| Short exercise |
Copy everything from the line containing "For each instance of the dark" down to the end of the records, keeping both that first line and the final line.

| Records |

»»

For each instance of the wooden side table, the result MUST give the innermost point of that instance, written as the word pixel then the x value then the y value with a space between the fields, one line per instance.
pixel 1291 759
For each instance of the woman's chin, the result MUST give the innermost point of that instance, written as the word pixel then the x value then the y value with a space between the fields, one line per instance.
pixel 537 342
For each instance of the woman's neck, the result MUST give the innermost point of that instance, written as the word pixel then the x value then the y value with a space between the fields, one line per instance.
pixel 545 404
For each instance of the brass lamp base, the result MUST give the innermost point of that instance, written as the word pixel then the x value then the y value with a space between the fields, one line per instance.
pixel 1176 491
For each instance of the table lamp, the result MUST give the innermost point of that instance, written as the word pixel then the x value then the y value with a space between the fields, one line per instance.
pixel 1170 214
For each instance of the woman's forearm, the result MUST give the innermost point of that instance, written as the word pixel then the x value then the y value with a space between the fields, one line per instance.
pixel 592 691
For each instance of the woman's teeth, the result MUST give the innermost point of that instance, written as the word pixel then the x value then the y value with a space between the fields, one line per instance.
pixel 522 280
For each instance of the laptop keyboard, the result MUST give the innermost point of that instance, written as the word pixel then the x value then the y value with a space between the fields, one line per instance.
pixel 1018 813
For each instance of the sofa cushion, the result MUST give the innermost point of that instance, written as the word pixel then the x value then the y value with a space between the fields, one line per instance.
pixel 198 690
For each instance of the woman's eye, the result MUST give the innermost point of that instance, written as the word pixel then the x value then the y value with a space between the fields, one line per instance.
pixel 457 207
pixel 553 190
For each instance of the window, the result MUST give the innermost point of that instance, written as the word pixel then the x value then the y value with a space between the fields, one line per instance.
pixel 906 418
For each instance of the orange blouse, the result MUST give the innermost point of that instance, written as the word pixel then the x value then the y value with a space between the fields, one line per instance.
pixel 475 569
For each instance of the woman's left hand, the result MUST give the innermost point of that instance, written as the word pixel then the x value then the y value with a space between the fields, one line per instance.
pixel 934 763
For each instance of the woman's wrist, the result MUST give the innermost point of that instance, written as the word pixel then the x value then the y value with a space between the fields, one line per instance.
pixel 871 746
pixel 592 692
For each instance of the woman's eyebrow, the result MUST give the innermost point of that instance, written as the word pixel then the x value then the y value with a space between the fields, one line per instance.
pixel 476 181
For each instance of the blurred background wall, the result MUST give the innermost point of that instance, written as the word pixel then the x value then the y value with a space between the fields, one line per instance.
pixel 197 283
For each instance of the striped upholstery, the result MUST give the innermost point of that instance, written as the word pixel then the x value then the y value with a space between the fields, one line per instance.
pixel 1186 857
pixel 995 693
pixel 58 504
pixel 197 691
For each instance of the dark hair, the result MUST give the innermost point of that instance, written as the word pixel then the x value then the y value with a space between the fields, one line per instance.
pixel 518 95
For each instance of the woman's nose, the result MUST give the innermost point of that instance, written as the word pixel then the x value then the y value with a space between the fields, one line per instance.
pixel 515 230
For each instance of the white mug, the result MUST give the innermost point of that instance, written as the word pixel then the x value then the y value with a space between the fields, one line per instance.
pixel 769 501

««

| Answer |
For each instance of the dark hair, the result MUST give the innermost point of that instance, written as the word pixel then the x value then the y value with a space between the fields, one line per instance.
pixel 518 95
For each instance of the woman's nose, the result MUST give the innermost point of that instance, written as the word pixel then the x value then the y value with a space between the fields, one line per instance.
pixel 515 230
For each instance of the white mug, the result MUST give the innermost point of that instance, written as the word pixel then the x value then the y value with a space between the fields, one line per instance.
pixel 769 501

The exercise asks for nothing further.